# Can a tire bubble be repaired?



## zandr (Sep 19, 2009)

Five miles from home on this morning's ride I started hearing a thump when once per wheel revolution. Turns out a pretty sizable bubble had developed in my rear tire and was hitting the caliper. I lowered the pressure in the tire and managed to make it home.

I know there is a pinhole in the tire from a small piece of wire I removed two weeks ago. I'm assuming this is where the bubble developed. I did use a patch kit on the tire but obviously it didn't work very well.

Questions:
- I am assuming this tire is no longer safe to ride. Is that correct?
- Is there a simple way to fix this?

A replacement tire won't cost all that much so I'm not going to mess with a long, complicated fix. However I'd rather not buy a new tire if it is repairable easily.


----------



## 11.4 (Mar 2, 2008)

Not safe to ride and not really repairable. If it's hitting the calipers, it has to be a pretty decent sized bubble. Your flat was likely not the source of this one unless at the same time you hit something bigger. A bubble most often results from a separation of the plies from a nasty hit by a rock or other road hazard. Occasionally it can be a cut, but if a cut then you should see it clearly on the outside. If it's just a bubble showing up under the rubber, your plies separated. Sometimes it can be a manufacturer's defect, so it's worth showing it to a shop but don't expect much.


----------



## zandr (Sep 19, 2009)

Thanks for the response. That's basically what I expected (not repairable, not safe to ride). I didn't realize it was likely from a rock hit or something but now that you've mentioned it, I didn't see the hole I patched on the bubble. I'm sure it's one of the (many) rocks/etc I rode over this morning (shoulder of a highway). The tire has ~1,850 miles on it so the manufacturer defect angle is probably not going to work with the LBS. 

Thanks for the help!


----------



## Kerry Irons (Feb 25, 2002)

*Boot it and see*



zandr said:


> Five miles from home on this morning's ride I started hearing a thump when once per wheel revolution. Turns out a pretty sizable bubble had developed in my rear tire and was hitting the caliper. I lowered the pressure in the tire and managed to make it home.
> 
> I know there is a pinhole in the tire from a small piece of wire I removed two weeks ago. I'm assuming this is where the bubble developed. I did use a patch kit on the tire but obviously it didn't work very well.
> 
> ...


You may be able to boot this tire and get many more miles out of it. One very effective and low cost boot is a double, triple, or quadruple folded piece of Tyvek (the white "synthetic paper from a FedEx envelope). Before booting the tire, you should do an inspection to see if there are broken casing threads under the bulge. If yes, then the boot is likely not going to work but it depends on a lot of details. Long story short, if you put in the boot, pump up the tire, and there is no bulge (or only a small one) then you are good to go.

As others have noted, you're most likely not seeing a "bubble" like you would see on a car tire but rather the inner tube starting to extrude through the damaged casing. Odds are, the tire is toast, but you can try a Tyvek boot virtually for free, so it's worth a go if you're cheap like me.


----------
+++
**Exercise 1**
Update the tire bubble thread from "- Is there a" through "is repairable easily.", replacing "complicated" with "involved".
**Exercise 2**
In the tire bubble thread, why does zandr expect the manufacturer's defect angle won't work with the shop?
The listing that comes next is separate material, unrelated to the tire bubble thread.

(Box-labeled dataset extracts)
+++
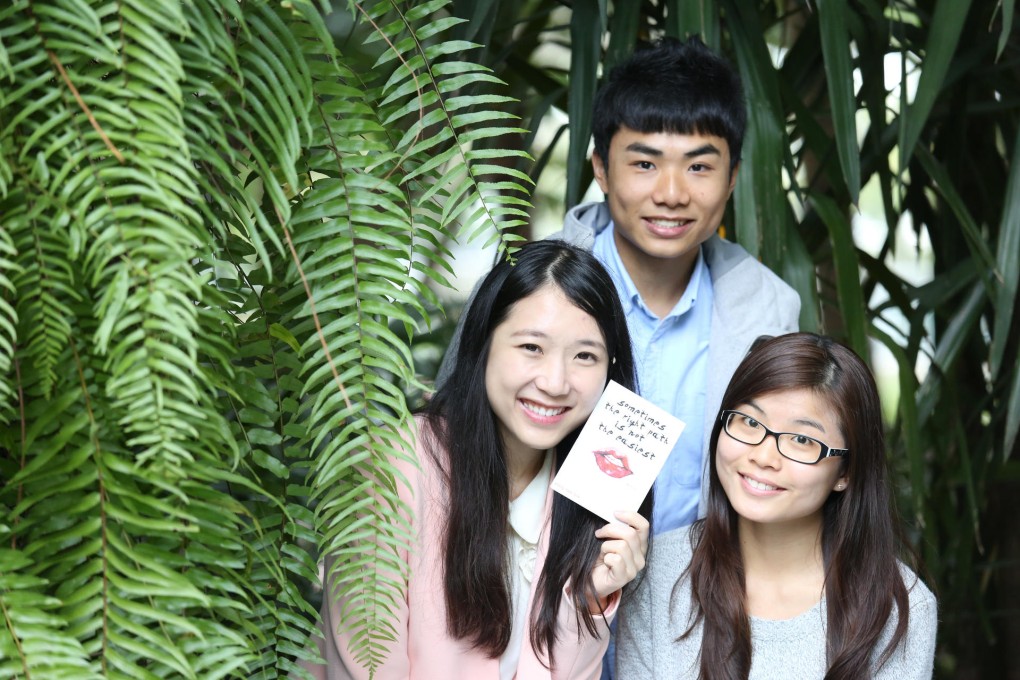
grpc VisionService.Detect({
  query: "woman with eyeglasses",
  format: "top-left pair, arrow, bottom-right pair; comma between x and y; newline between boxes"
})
617,333 -> 937,680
+++
**Exercise answer 1**
- Is there a simple way to fix this?

A replacement tire won't cost all that much so I'm not going to mess with a long, involved fix. However I'd rather not buy a new tire if it is repairable easily.

**Exercise answer 2**
The tire already has about 1,850 miles on it.